I’m looking forward to doing that with many of you during Holy Week. See you then! Thanks for letting me get away and be a part of this conversation.
Mary Ann
March 26, 2010 @ 8:44 am
I am so flippin jealous….. face time with TK…… sigh.
Liz
March 26, 2010 @ 9:46 am
Wow – challenging stuff. And inspirational.
Jeff Walton
March 26, 2010 @ 1:55 pm
If you’ve “renewed” your affection for car-light living, feel free to send the car my way. The grass is always greener on the other side.
Saturday Links — DashHouse.com
March 27, 2010 @ 3:02 am
[…] Some brief notes from some of Tim Keller’s sessions at the Collective […]
davidmartinhanke
March 27, 2010 @ 3:58 am
yep, good point Jeff. I am attracted to the idea of being able to walk to work, to shop, to learn, to play– there is an un-idealized goodness about that. Rather than driving here to shop, driving there to school, driving there to work. It captures my desire to live ‘with’ people in community. But, as you know, there are significant challenges to living without a car.
davidmartinhanke
March 27, 2010 @ 4:01 am
if you are interested, here is a link to the first talk from Tim Keller: ‘The Challenge of North American Cities’ http://redeemercitytocity.com/news.jsp?NEWS_param=40
Ray
March 27, 2010 @ 3:23 pm
I’m impressed that what makes churches/organizations great is disciplined focus on the purpose and the unique approach (strategy) and then persisting as Redeemer has. Seems the life of the leader (TK in this case) embodies that as well. Could there be a connection? A lesson? I think so.

Given data —
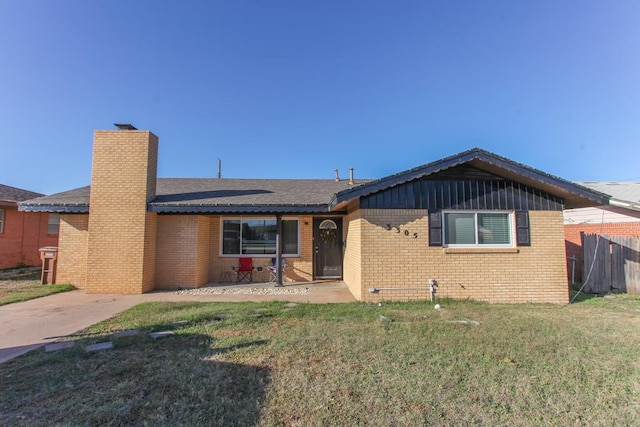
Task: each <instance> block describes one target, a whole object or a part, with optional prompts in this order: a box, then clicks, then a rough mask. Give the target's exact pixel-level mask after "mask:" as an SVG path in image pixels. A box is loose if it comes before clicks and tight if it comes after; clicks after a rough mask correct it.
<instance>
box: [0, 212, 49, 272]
mask: <svg viewBox="0 0 640 427" xmlns="http://www.w3.org/2000/svg"><path fill="white" fill-rule="evenodd" d="M0 209H4V226H3V232H2V233H0V268H10V267H15V266H17V265H21V264H24V265H41V263H42V262H41V260H40V251H39V249H40V248H41V247H43V246H58V235H50V234H47V225H48V218H49V214H46V213H34V212H19V211H18V209H17V207H14V206H0Z"/></svg>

What you will do —
[1] Write out the passage of the comment thread starting at "Jeff Walton" and ending at "the other side.".
[2] In the comment thread, what is the title of the first Tim Keller talk that davidmartinhanke links to?
The material has no connection to the comment thread.

Responses —
[1]
Jeff Walton
March 26, 2010 @ 1:55 pm
If you’ve “renewed” your affection for car-light living, feel free to send the car my way. The grass is always greener on the other side.

[2] The Challenge of North American Cities